═══ Passage for review ═══

Strong tackle was essential!

Having never caught a sturgeon myself I packed up and told Maurice I was definitely going to catch one of these fish before I left. I quickly barrowed all my tackle to the small lake directly behind Maurice and proceeded to tackle up. Rather than a rod and line, however, I wanted to catch one on my Acolyte Margin Carp pole! I actually made a new rig up from scratch, featuring a 0.4g Drennan Carp 4 float with 0.23mm (8.9lb) Supplex mono direct to a size 12 Margin Carp hook. Strong gear as they were substantial fish – and I really wanted to get one out!


I was advised to fish a single large and smelly bait but decided to try a big bunch of maggots to begin with. I didn’t have to wait long. The float dipped and then sunk just below the surface before it began to snake sideways. Back home and I would have swore it was a tiny perch but I knew they were not in this lake. I was well aware that sturgeon have a very unusual mouth that’s well underneath their body, so I deliberately fished several inches overdepth and waited three or four seconds before walloping the hook home.

═══ Provided records ═══

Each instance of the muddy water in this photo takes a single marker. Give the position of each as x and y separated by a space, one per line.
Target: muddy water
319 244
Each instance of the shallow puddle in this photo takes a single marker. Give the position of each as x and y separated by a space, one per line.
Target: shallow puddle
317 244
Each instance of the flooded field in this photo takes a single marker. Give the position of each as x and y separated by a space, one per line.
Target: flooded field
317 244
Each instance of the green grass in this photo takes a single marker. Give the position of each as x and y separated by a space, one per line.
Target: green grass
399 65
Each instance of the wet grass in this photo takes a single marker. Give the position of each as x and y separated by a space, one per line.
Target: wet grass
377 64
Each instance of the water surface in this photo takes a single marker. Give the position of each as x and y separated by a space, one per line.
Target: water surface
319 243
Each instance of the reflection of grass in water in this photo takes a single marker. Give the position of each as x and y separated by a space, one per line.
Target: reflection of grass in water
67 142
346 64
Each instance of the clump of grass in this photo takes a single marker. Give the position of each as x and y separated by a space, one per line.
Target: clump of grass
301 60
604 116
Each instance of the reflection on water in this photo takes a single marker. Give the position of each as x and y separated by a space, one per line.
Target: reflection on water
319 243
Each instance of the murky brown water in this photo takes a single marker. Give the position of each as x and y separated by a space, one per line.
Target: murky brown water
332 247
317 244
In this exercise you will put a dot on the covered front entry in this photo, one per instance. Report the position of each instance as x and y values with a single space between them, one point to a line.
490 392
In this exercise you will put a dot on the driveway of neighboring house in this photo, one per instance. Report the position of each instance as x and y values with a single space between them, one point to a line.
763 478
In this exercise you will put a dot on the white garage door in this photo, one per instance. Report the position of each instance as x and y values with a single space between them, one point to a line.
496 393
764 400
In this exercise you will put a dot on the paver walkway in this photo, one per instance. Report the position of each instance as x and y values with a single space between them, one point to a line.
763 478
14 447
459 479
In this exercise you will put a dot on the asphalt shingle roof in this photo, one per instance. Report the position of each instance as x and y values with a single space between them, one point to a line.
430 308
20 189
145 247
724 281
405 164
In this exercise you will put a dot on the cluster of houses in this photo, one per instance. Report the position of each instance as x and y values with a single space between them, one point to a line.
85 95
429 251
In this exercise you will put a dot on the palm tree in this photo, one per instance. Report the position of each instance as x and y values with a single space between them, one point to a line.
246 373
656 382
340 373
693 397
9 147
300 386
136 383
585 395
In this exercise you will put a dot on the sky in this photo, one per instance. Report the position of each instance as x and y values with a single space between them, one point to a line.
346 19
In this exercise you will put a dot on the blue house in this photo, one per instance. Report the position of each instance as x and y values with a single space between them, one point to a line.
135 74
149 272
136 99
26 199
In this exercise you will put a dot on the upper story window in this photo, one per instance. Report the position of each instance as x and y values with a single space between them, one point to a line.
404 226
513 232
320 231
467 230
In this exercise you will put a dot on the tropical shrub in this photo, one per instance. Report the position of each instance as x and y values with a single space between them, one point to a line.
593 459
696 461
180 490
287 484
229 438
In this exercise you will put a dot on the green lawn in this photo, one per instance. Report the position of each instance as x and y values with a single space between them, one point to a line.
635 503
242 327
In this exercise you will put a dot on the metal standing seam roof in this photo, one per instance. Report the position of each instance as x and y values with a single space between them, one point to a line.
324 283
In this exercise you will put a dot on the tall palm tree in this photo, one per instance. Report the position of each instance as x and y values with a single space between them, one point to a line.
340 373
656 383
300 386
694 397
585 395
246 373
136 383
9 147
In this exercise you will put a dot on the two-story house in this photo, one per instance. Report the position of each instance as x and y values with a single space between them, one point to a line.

═══

## Assignment
In the sturgeon fishing account, what size and type of hook did the new pole rig use?

## Exercise result
A size 12 Margin Carp hook.